**Task goal**
Wherever the string "polo" shows up in the material below, copy that line.

*-*-*

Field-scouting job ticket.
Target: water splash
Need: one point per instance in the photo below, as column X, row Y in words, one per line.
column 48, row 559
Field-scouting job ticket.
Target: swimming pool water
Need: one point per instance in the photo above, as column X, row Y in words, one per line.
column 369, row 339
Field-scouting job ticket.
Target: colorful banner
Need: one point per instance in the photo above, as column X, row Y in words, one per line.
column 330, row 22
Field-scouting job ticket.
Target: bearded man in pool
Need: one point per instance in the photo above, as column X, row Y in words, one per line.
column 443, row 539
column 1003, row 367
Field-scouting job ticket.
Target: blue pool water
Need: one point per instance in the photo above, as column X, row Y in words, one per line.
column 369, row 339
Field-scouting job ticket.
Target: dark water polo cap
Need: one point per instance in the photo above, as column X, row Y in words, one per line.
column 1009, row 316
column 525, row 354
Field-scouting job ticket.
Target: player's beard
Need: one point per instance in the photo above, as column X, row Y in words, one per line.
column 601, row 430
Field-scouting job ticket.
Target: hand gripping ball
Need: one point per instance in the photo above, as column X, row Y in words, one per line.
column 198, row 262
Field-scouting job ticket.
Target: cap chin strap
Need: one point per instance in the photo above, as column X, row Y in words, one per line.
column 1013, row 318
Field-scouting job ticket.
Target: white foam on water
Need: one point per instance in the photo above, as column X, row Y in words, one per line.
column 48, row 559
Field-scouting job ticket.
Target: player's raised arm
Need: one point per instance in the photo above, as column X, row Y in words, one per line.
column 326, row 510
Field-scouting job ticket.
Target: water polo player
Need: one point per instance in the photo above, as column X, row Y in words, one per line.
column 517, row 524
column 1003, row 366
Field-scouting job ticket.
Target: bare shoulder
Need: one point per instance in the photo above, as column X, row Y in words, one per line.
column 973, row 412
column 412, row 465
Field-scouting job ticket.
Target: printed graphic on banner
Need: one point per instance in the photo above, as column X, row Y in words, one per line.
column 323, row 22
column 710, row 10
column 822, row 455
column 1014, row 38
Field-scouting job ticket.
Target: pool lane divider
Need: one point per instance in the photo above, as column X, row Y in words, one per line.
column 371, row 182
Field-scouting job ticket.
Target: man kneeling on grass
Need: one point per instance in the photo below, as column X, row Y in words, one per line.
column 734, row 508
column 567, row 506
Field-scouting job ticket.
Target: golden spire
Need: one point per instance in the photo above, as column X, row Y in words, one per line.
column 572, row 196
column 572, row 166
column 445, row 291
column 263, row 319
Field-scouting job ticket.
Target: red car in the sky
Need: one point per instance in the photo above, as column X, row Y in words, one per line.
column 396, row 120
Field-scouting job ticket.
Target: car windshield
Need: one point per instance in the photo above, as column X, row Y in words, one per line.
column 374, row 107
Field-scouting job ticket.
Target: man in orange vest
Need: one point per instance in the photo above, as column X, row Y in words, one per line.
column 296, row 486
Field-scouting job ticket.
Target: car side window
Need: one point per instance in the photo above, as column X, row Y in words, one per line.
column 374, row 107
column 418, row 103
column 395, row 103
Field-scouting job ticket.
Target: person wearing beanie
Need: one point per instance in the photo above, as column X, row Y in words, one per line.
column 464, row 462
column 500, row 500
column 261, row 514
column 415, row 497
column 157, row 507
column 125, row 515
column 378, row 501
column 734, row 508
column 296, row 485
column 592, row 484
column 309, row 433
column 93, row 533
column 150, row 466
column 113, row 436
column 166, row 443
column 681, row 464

*-*-*

**The answer**
Target: dark water polo cap
Target: water polo player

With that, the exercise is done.